Is numerical encoding necessary for the target var

2019-08-03 16:25发布

问题:

I am using sklearn for text classification, all my features are numerical but my target variable labels are in text. I can understand the rationale behind encoding features to numerics but don't think this applies for the target variable?

回答1:

If your target variable is in textual form, you can transform it into numeric form (or you can leave it alone, please see my note below) in order for any Scikit-learn algorithm to pick it in an OVA (One Versus All) scheme: your learning algorithm will try to guess each class as compared against the residual ones only when they will be transformed into numeric codes starting from 0 to (number of classes - 1).

For instance, in this example from the Scikit-Learn documentation, you can figure out the class of your iris because there are three models that evaluate each possible class:

  • class 0 versus classes 1 and 2
  • class 1 versus classes 0 and 2
  • class 2 versus classes 0 and 1

Naturally, classes 0, 1 and 2 are Setosa, Versicolor, and Virginica, but the algorithm needs them expressed as numeric codes, as you can verify by exploring the results of the example code:

list(iris.target_names)

▸ EXTRACTED DATA:
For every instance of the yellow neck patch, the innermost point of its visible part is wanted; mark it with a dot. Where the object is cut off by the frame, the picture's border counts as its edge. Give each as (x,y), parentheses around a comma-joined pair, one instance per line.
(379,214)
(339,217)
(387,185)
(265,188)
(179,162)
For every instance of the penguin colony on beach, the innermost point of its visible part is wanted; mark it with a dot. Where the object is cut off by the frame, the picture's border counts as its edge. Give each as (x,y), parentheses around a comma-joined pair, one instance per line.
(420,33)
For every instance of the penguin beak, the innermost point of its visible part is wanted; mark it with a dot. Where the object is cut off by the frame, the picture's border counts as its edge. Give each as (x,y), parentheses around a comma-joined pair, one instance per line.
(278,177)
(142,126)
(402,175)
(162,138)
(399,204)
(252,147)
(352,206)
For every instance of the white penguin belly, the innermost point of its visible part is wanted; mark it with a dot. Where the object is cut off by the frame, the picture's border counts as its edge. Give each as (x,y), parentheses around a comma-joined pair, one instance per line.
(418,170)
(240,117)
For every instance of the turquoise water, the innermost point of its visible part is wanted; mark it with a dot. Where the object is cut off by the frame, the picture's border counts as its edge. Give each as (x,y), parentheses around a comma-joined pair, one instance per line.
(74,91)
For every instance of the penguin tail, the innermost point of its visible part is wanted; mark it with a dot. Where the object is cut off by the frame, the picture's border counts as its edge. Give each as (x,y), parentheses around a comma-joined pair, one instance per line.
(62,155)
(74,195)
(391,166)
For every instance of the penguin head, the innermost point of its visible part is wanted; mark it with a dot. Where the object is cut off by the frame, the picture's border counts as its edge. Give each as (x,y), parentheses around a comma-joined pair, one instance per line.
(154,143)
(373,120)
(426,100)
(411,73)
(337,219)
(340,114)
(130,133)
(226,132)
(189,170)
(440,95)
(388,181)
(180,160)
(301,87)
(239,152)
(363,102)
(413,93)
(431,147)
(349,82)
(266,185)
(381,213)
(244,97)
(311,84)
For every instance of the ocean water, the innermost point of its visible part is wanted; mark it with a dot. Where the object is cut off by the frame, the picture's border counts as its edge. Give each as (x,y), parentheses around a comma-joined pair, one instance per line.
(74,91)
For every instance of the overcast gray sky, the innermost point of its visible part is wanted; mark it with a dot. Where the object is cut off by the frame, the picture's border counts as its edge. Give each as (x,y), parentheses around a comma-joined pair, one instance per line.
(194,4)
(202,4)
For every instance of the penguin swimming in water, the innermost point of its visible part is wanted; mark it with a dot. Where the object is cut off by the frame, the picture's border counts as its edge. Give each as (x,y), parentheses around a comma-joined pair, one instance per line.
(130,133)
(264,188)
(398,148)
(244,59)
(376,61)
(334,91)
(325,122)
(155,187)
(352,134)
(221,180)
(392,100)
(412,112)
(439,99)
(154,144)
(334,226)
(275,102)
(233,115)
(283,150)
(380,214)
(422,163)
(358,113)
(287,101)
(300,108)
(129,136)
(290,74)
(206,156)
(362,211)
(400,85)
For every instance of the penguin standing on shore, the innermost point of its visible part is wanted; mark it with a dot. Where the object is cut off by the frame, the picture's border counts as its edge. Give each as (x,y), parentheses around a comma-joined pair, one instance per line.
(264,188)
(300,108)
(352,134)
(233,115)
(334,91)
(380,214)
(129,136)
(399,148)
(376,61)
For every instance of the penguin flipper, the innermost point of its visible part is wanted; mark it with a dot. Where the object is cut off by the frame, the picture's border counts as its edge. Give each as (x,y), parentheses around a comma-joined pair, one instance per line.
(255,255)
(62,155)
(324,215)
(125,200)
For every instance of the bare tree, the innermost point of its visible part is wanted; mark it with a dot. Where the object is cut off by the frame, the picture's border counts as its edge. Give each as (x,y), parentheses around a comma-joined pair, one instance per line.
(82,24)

▸ DIRECTIVES:
1. Pick out each line in the records that contains the word "swimming", and copy those lines as they appear.
2. Carry the scikit-learn target-encoding thread forward from where it stops.

▸ ANSWERS TO EACH TASK:
1.
For every instance of the penguin swimming in water, the innermost point of its visible part is wanted; mark it with a dot. Where the object is cut off by the frame, the picture's border counts as its edge. Give each as (x,y), parentheses around a comma-joined pair, one instance per line.

2.
['setosa', 'versicolor', 'virginica']

np.unique(Y)
array([0, 1, 2])

NOTE: it is true that Scikit-learn encodes by itself the target labels if they are strings. On Scikit-learn's Github page for logistic regression (https://github.com/scikit-learn/scikit-learn/blob/master/sklearn/linear_model/logistic.py) you can see at rows 1623 and 1624 where the code calls the label encoder and it encodes labels automatically:

# Encode for string labels
label_encoder = LabelEncoder().fit(y)
y = label_encoder.transform(y)